§ **Work to complete**
Edit the material below so that every "instance" becomes "occurrence", and leave everything else unchanged.

++++++

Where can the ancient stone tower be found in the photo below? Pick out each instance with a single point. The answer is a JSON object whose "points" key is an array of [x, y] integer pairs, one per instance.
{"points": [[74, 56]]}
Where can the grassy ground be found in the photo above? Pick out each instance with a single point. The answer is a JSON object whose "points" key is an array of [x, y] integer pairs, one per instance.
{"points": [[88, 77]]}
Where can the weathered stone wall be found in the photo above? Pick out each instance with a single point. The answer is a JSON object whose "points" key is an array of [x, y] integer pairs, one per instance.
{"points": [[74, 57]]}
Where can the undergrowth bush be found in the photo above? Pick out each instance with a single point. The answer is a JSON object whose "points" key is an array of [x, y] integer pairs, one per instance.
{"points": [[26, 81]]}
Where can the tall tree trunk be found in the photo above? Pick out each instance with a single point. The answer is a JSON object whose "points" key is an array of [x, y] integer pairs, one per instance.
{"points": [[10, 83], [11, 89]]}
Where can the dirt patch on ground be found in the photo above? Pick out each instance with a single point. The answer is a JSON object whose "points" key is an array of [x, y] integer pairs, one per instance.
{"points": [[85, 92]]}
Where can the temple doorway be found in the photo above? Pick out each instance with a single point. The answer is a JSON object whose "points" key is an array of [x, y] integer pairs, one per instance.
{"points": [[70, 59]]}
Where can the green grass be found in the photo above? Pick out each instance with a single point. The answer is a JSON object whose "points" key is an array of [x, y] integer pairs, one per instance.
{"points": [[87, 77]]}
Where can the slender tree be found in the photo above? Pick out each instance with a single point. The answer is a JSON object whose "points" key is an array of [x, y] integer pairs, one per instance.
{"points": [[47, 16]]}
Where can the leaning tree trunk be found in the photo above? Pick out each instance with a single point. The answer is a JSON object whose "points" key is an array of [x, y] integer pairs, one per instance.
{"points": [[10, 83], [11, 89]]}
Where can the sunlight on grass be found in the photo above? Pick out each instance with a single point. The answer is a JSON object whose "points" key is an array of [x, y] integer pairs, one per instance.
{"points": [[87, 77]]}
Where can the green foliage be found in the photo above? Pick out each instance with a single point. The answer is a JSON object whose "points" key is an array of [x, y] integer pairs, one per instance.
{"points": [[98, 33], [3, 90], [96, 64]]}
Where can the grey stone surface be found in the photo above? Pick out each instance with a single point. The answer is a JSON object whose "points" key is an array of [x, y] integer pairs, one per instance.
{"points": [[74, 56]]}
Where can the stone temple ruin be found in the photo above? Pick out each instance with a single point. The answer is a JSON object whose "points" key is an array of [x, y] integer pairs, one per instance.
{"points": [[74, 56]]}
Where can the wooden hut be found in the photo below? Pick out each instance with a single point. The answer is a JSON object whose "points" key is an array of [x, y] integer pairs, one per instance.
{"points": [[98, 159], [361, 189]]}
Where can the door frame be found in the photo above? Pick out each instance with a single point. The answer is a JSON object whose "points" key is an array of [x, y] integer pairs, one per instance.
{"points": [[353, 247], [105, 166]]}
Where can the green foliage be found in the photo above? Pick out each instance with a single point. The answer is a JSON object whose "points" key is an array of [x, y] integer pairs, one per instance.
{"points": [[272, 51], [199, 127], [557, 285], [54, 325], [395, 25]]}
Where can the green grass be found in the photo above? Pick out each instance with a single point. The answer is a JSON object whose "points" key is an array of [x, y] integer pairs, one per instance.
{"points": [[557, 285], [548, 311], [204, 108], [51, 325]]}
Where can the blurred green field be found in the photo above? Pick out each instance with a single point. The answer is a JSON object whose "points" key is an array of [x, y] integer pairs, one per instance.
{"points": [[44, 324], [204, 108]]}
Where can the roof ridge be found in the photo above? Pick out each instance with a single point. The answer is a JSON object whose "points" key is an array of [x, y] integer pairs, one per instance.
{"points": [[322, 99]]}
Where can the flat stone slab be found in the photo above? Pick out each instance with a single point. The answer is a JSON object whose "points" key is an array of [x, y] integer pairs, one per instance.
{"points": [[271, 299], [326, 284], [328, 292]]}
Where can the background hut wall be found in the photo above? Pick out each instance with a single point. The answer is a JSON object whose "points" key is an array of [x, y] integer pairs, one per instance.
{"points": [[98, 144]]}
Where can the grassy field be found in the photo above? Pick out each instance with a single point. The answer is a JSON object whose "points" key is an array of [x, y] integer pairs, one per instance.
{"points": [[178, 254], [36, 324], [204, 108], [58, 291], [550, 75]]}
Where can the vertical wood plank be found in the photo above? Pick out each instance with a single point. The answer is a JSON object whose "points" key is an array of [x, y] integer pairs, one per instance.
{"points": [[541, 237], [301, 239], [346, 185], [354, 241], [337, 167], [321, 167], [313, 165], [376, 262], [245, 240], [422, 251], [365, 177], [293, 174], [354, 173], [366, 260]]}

++++++

§ **Result of this exercise**
Where can the ancient stone tower be found in the photo below? Pick out each occurrence with a single point. The answer is a JSON object whose "points" key is an array of [x, y] integer pairs, one per occurrence.
{"points": [[74, 56]]}
Where can the grassy ground be found in the photo above? Pick out each occurrence with a single point. The answer is a JSON object whose "points" key is an array of [x, y] integer pairs, one per occurrence.
{"points": [[88, 77]]}
Where can the weathered stone wall be found in the photo above? Pick out each occurrence with a single point. The answer is a JSON object whose "points" key is an array of [x, y] integer pairs, one per occurrence.
{"points": [[74, 57]]}
Where can the undergrowth bush be found in the photo above? Pick out each occurrence with a single point. The answer is a JSON object whose "points" key is an array of [x, y] integer pairs, one per occurrence.
{"points": [[26, 81]]}
Where can the tall tree trunk be found in the photo above? Pick out each occurrence with a single point. The answer is a JSON object whose "points" key is an array of [x, y] integer pairs, one per occurrence.
{"points": [[10, 83], [11, 89]]}
Where can the dirt patch on ground be found in the photo above? Pick out each occurrence with a single point. The answer is a JSON object whose "points" key is an array of [x, y] integer pairs, one per occurrence.
{"points": [[85, 92]]}
Where can the temple doorway be found in the photo above? Pick out each occurrence with a single point. The answer is a JSON object whose "points" key is an array of [x, y] integer pairs, one per occurrence.
{"points": [[70, 59]]}
Where can the green grass be found in the photo above? Pick out each occurrence with a single point. The answer is a JSON object whose "points" key is an array of [x, y] integer pairs, one per occurrence.
{"points": [[87, 77]]}
Where can the slender tree be found in the photo above? Pick out each occurrence with a single point. The answer is a JSON object whose "points" key is an array of [x, y] integer pairs, one per occurrence.
{"points": [[47, 16]]}
Where can the leaning tree trunk be found in the photo above? Pick out each occurrence with a single point. The answer is a JSON object whose "points" key is an array of [x, y] integer pairs, one per occurrence.
{"points": [[10, 83], [11, 89]]}
Where can the sunlight on grass be found in the photo above? Pick out each occurrence with a single point. The answer is a JSON object whose "points" key is an array of [x, y] integer pairs, one per occurrence.
{"points": [[87, 77]]}
Where can the green foliage be found in the photo above? Pick out each occurrence with a single point. The answer is a JSON object whose "points" key is an array of [x, y] integer pairs, one per occurrence.
{"points": [[98, 33], [3, 90], [96, 64]]}
Where can the grey stone surface be found in the photo above? Pick out each occurrence with a single point. The answer is a JSON object whose "points" key is an array of [x, y] integer pairs, one per occurrence.
{"points": [[74, 56]]}
Where can the stone temple ruin be found in the photo above? Pick out each occurrence with a single point. The answer is a JSON object whose "points" key is an array of [x, y] integer pairs, one per occurrence.
{"points": [[74, 56]]}
Where can the wooden hut be found in the photo below? Pick out each occurrence with a single point. The answer is a JSON object whose "points" key is an array of [x, y] integer pairs, one per occurrence.
{"points": [[98, 159], [361, 189]]}
Where can the door frame be found in the photo above? Pick out each occurrence with a single point. The answer is a JSON object whose "points" key is an array of [x, y] integer pairs, one per occurrence.
{"points": [[353, 247], [105, 166]]}
Where can the green foliage be found in the photo above? Pick out each occurrence with a single point. The answer is a JSON object whose "points" key is an array of [x, y] integer pairs, one per occurrence.
{"points": [[272, 51], [199, 127], [557, 285], [54, 325], [395, 25]]}
Where can the green grass be found in the photo above? Pick out each occurrence with a single point. The answer is a JSON object whose "points" key is an array of [x, y] integer pairs, one per occurrence.
{"points": [[557, 285], [548, 311], [204, 108], [51, 325]]}
Where can the blurred green field be found in the photo above? Pick out each occurrence with a single point. The answer is a JSON object whose "points" key is an array of [x, y] integer pairs, one per occurrence.
{"points": [[44, 324], [204, 108]]}
Where can the roof ridge be found in the photo above? Pick out each occurrence with a single point. The answer is a JSON object whose "points" key is an array of [x, y] integer pairs, one per occurrence.
{"points": [[322, 99]]}
Where can the flat stone slab be found in the photo above? Pick out each occurrence with a single point. The answer is a JSON object whose "points" key is an array of [x, y] integer pairs, one per occurrence.
{"points": [[271, 299], [326, 284], [328, 292]]}
Where can the background hut wall be found in the photo above? Pick out each occurrence with a single point. The answer is a JSON object whose "points" key is an array of [x, y] integer pairs, one per occurrence.
{"points": [[98, 144]]}
Where can the grassy field be found in the photo above? Pick out each occurrence with a single point. The answer is a JSON object whose "points" key is an array of [x, y] integer pairs, one per occurrence.
{"points": [[178, 254], [36, 324], [204, 108], [58, 291], [550, 75]]}
Where can the vertical wood plank be found in the photo above? Pick out each occurrence with a single point. The answer is a JSON object whose "points" key is an array of [x, y] integer pairs, one per occurrence.
{"points": [[541, 237], [301, 239], [346, 185], [354, 241], [337, 167], [321, 167], [313, 165], [376, 262], [245, 240], [422, 251], [365, 177], [293, 174], [354, 173], [366, 260]]}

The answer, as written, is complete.